Aim of the task => Each line of the records that holds the word "instance" should be copied out.

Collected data
+++

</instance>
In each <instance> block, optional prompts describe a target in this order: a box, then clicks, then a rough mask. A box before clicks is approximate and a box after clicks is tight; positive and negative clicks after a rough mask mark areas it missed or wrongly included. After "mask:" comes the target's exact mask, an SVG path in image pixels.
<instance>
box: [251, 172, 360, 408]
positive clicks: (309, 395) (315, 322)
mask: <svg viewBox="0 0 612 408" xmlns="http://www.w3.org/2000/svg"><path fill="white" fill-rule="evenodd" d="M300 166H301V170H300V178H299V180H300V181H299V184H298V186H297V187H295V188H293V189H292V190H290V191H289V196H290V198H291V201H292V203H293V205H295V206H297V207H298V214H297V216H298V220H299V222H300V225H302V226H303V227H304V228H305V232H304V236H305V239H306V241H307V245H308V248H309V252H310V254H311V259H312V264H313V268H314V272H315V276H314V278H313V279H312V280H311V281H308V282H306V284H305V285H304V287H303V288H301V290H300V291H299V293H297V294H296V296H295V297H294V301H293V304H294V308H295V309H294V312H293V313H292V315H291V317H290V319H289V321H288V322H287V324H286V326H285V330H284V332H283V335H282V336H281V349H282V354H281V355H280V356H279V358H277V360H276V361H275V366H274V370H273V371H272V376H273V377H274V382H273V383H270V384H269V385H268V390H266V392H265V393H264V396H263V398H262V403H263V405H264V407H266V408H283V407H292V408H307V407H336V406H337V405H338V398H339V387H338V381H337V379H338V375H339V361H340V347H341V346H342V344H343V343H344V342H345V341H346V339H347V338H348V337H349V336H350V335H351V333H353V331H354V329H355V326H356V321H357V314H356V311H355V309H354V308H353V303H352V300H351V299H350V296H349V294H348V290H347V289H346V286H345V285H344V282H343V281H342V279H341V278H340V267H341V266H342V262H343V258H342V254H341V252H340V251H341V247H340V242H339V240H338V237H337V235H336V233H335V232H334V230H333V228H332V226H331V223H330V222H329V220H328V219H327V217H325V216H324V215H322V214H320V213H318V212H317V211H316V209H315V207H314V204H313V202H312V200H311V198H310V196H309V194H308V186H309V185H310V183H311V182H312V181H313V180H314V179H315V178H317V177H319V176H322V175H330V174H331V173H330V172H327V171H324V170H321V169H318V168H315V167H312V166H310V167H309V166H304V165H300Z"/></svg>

+++

Reply =>
</instance>
In each <instance> block, optional prompts describe a target in this order: a box, then clicks, then a rough mask. A box before clicks is approximate and a box after clicks is tight; positive and negative clicks after a rough mask mark areas it missed or wrongly included. After "mask:" comes the target's exact mask, an SVG path in image pixels.
<instance>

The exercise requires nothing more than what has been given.